# TEXT TO READ
★ ★ ★ ★ ★ ★ ★

11.0251 LDC releases; New Chorus

Humanist Discussion Group (humanist@kcl.ac.uk)
Sat, 30 Aug 1997 08:42:15 +0100 (BST)

Humanist Discussion Group, Vol. 11, No. 251.
Centre for Computing in the Humanities, King's College London
<http://www.princeton.edu/~mccarty/humanist/>
<http://www.kcl.ac.uk/humanities/cch/humanist/>

[1] From: "David L. Gants" <dgants@parallel.park.uga.edu> (45)
Subject: New Corpus from the Linguistic Data Consortium

[2] From: "David L. Gants" <dgants@parallel.park.uga.edu> (53)
Subject: New Collection from the Linguistic Data Consortium

[3] From: "David L. Gants" <dgants@parallel.park.uga.edu> (23)
Subject: New Chorus

--[1]------------------------------------------------------------------
Date: Fri, 29 Aug 1997 18:54:33 -0400 (EDT)
From: "David L. Gants" <dgants@parallel.park.uga.edu>
Subject: New Corpus from the Linguistic Data Consortium

>> From: LDC Office <ldc@unagi.cis.upenn.edu>

Announcing a NEW RELEASE from the
LINGUISTIC DATA CONSORTIUM

Boston University Radio Speech Corpus

The Boston University Radio Speech Corpus was collected by Mari
Ostendorf of Boston University, primarily to support research in
text-to-speech synthesis, particularly generation of prosodic
patterns. The corpus consists of professionally read radio news data,
including speech and accompanying annotations, suitable for speech and
language research.

The corpus includes speech from seven (4 male, 3 female) FM radio news
announcers associated with WBUR, a public radio station. The main
radio news portion of the corpus consists of over seven hours of news
stories recorded in the WBUR radio studio during broadcasts over a two
year period. In addition, the announcers were also recorded in a
laboratory at Boston University. In this, the lab news portion, the
announcers read a total of 24 stories from the radio news portion.
The announcers were first asked to read the stories in their non-radio
style and then, 30 minutes later. to read the same stories in their
radio style.

★ ★ ★ ★ ★ ★ ★

# DATA SHOWN
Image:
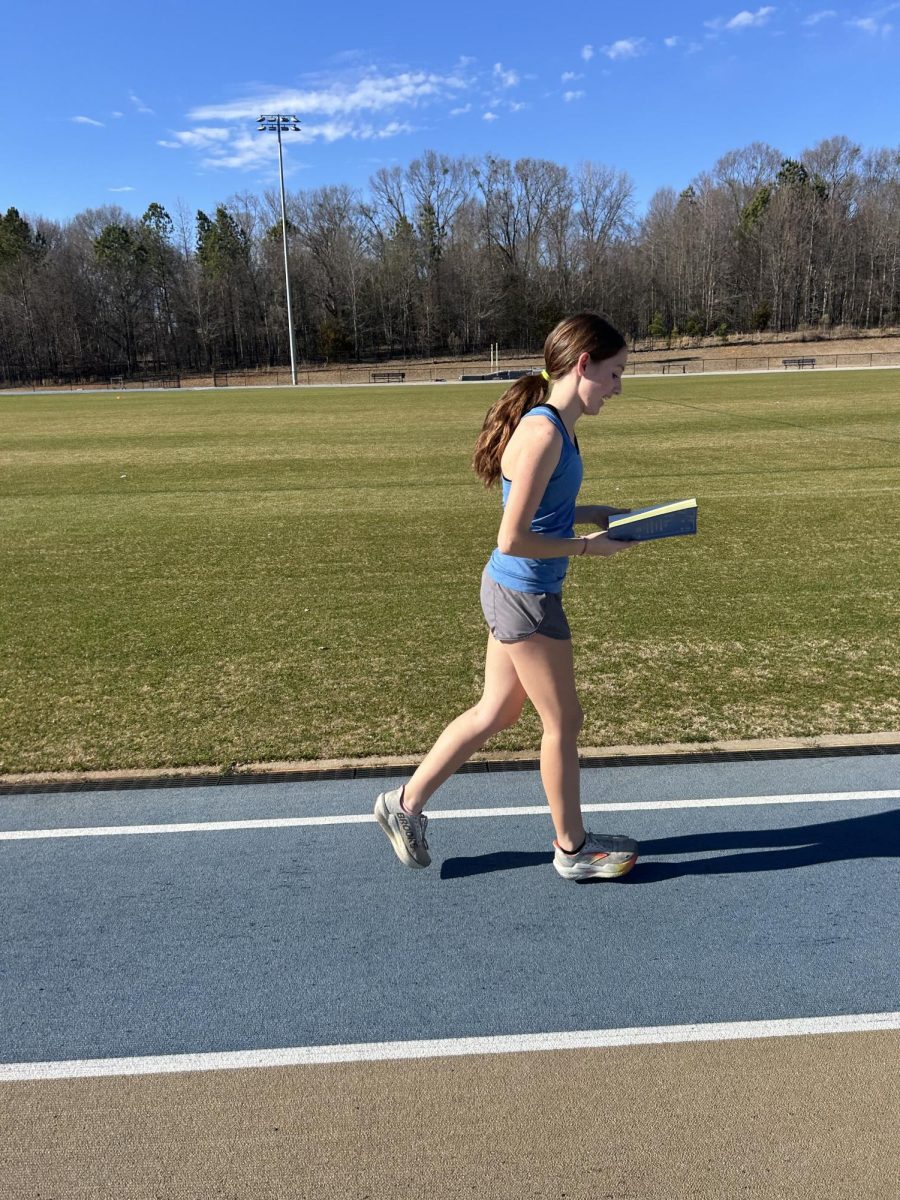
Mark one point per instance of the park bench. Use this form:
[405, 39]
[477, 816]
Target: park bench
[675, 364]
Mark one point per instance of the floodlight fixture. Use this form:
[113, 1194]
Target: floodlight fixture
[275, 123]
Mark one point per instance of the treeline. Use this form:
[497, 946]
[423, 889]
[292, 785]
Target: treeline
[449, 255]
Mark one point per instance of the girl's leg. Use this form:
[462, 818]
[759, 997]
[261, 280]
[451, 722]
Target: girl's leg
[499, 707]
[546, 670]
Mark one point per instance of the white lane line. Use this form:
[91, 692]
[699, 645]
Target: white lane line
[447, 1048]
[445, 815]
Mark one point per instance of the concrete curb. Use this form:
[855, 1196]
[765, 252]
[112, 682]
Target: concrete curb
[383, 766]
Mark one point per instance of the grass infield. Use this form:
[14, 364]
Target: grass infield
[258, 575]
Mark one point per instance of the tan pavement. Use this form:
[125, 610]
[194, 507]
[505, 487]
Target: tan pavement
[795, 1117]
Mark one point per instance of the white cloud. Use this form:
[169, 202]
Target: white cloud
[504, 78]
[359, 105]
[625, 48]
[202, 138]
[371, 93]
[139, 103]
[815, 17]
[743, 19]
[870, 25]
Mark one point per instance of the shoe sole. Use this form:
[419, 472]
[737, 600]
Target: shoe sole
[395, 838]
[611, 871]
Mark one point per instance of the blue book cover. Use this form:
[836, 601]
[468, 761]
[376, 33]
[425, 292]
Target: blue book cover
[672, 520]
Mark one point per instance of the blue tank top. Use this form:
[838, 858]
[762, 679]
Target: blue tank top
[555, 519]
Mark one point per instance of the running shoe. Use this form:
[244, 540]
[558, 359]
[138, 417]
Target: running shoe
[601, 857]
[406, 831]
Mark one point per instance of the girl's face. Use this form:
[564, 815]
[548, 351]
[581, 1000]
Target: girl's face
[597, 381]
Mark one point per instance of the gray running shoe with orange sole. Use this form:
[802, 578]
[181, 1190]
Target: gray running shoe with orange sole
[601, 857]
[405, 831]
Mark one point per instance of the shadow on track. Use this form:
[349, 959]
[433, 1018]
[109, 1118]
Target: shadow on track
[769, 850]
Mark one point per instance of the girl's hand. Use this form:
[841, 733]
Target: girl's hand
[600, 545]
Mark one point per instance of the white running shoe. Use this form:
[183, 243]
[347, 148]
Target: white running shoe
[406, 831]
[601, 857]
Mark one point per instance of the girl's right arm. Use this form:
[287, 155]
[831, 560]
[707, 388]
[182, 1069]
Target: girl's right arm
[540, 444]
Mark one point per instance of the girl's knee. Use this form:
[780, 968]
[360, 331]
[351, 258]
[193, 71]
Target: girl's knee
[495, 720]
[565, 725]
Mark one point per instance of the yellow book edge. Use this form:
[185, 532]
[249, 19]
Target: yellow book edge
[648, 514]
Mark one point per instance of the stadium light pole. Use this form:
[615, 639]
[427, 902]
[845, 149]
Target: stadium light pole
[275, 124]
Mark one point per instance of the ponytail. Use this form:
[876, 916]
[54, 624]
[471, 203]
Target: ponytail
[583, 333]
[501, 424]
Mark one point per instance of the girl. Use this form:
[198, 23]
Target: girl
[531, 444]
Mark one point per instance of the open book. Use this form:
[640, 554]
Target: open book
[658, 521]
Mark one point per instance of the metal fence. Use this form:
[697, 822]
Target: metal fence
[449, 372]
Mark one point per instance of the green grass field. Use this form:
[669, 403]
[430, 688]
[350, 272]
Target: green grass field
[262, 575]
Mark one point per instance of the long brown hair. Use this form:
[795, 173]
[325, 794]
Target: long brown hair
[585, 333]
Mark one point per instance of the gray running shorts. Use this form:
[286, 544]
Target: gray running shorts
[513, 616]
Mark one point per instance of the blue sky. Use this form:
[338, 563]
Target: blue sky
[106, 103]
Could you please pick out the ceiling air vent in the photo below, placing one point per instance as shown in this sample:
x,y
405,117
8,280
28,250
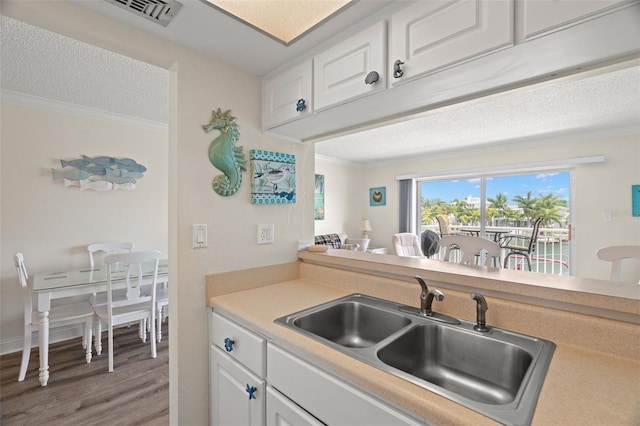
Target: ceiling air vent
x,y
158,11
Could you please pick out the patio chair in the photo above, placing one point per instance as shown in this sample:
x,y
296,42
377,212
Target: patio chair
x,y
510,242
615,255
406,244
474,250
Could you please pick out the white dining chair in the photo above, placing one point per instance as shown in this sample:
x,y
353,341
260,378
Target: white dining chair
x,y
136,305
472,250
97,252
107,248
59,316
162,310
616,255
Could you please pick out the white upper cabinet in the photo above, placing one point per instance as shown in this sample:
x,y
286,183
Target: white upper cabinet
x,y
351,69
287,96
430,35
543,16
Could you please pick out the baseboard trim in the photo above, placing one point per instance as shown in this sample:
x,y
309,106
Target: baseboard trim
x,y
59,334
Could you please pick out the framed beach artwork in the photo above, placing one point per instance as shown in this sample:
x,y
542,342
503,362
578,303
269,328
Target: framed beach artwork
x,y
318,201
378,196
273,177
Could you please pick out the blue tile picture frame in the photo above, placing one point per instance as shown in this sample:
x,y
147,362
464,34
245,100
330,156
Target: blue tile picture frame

★ ★ ★ ★ ★ ★ ★

Output the part of the Boston University Radio Speech Corpus announcement between "The corpus includes" and "radio news portion.", inclusive, word for word. Nothing in the lines affects what you need to do here.

# FINAL ANSWER
The corpus includes speech from seven (4 male, 3 female) FM radio news
announcers associated with WBUR, a public radio station. The main
radio news portion of the corpus consists of over seven hours of news
stories recorded in the WBUR radio studio during broadcasts over a two
year period. In addition, the announcers were also recorded in a
laboratory at Boston University. In this, the lab news portion, the
announcers read a total of 24 stories from the radio news portion.